• [Text shown]
....

The sequence of actions done by device drivers to append their device
specific hardware/firmware logs to /proc/vmcore are as follows:

1. During probe (before hardware is initialized), device drivers
register to the vmcore module (via vmcore_add_device_dump()), with
callback function, along with buffer size and log name needed for
firmware/hardware log collection.

2. vmcore module allocates the buffer with requested size. It adds
an Elf note and invokes the device driver's registered callback
function.

3. Device driver collects all hardware/firmware logs into the buffer
and returns control back to vmcore module.

Ensure that the device dump buffer size is always aligned to page size
so that it can be mmaped.

Also, rename alloc_elfnotes_buf() to vmcore_alloc_buf() to make it more
generic and reserve NT_VMCOREDD note type to indicate vmcore device
dump.

Suggested-by: Eric Biederman <ebiederm@xmission.com>.
Signed-off-by: Rahul Lakkireddy <rahul.lakkireddy@chelsio.com>
Signed-off-by: Ganesh Goudar <ganeshgr@chelsio.com>
---
v7:
- Removed "CHELSIO" vendor identifier in Elf Note name. Instead,
  writing "LINUX".
- Moved vmcoredd_header to new file include/uapi/linux/vmcore.h
- Reworked vmcoredd_header to include Elf Note as part of the header
  itself.
- Removed vmcoredd_get_note_size().
- Renamed vmcoredd_write_note() to vmcoredd_write_header().
- Replaced all "unsigned long" with "unsigned int" for device dump
  size since max size of Elf Word is u32.

v6:
- Reworked device dump elf note name to contain vendor identifier.
- Added vmcoredd_header that precedes actual dump in the Elf Note.
- Device dump's name is moved inside vmcoredd_header.

v5:
- Removed enabling CONFIG_PROC_VMCORE_DEVICE_DUMP by default and
  updated help message to indicate that the driver must be present
  in second kernel's initramfs to collect the underlying device
  snapshot.

v4:
- Made __vmcore_add_device_dump() static.
- Moved compile check to define vmcore_add_device_dump() to
  crash_dump.h to fix compilation when vmcore.c is not compiled in.
- Convert ---help--- to help in Kconfig as indicated by checkpatch.
- Rebased to tip.

v3:
- Dropped sysfs crashdd module.
- Added CONFIG_PROC_VMCORE_DEVICE_DUMP to allow configuring device
  dump support.
- Moved logic related to adding dumps from crashdd to vmcore module.
- Rename all crashdd* to vmcoredd*.

v2:
- Added ABI Documentation for crashdd.
- Directly use octal permission instead of macro.

Changes since rfc v2:
- Moved exporting crashdd from procfs to sysfs.  Suggested by
  Stephen Hemminger <stephen@networkplumber.org>
- Moved code from fs/proc/crashdd.c to fs/crashdd/ directory.

....

• [Dataset content]
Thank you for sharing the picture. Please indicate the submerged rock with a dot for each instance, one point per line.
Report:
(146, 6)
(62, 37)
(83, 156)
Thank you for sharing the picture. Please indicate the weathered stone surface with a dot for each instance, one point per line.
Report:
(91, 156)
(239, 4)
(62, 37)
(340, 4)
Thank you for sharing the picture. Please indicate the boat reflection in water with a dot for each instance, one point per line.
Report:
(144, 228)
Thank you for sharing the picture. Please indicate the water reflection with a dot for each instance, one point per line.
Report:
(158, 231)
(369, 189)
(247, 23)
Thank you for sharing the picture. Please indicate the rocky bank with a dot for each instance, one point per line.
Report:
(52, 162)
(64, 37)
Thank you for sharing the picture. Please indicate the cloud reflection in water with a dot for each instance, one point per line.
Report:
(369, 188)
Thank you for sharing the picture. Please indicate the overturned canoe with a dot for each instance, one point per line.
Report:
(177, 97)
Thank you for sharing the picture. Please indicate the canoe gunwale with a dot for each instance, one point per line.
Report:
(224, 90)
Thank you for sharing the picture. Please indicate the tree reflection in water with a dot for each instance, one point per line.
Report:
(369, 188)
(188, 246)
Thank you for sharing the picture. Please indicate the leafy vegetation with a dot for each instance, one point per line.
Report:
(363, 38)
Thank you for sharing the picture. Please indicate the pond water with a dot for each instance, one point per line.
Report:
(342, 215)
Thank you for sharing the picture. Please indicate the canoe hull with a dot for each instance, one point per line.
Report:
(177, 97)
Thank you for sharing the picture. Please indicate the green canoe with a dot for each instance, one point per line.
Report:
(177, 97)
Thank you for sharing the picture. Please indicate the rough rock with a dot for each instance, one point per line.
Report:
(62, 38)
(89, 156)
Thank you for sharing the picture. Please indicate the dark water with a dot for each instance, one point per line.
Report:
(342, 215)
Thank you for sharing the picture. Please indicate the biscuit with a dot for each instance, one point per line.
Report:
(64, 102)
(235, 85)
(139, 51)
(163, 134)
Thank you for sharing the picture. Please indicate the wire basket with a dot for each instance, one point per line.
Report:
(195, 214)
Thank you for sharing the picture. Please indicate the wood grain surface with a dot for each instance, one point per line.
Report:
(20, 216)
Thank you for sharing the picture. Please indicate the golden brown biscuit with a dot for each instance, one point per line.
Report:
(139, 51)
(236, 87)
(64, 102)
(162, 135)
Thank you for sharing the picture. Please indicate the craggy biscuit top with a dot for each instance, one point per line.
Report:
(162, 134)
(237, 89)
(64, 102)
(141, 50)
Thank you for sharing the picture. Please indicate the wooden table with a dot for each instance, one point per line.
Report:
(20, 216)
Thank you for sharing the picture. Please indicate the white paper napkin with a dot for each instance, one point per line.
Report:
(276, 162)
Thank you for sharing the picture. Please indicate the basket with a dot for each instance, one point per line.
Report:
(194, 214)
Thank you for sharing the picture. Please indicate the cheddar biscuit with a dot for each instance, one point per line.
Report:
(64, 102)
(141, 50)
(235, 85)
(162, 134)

....

• [Set task 1]
Decide whether each statement below agrees with the text about vmcore device dumps, answering yes or no and quoting the deciding words from the text. (a) The device dump buffer size should always be aligned to page size. (b) In v7, the Elf Note name uses the "CHELSIO" vendor identifier. (c) In v5, CONFIG_PROC_VMCORE_DEVICE_DUMP was enabled by default.
• [Set task 2]
Gather every line of the entries that contains the string "reflection".

• [Exercise result 1]
(a) Yes: "Ensure that the device dump buffer size is always aligned to page size so that it can be mmaped."
(b) No: "Removed "CHELSIO" vendor identifier in Elf Note name. Instead, writing "LINUX"."
(c) No: "Removed enabling CONFIG_PROC_VMCORE_DEVICE_DUMP by default"

• [Exercise result 2]
Thank you for sharing the picture. Please indicate the boat reflection in water with a dot for each instance, one point per line.
Thank you for sharing the picture. Please indicate the water reflection with a dot for each instance, one point per line.
Thank you for sharing the picture. Please indicate the cloud reflection in water with a dot for each instance, one point per line.
Thank you for sharing the picture. Please indicate the tree reflection in water with a dot for each instance, one point per line.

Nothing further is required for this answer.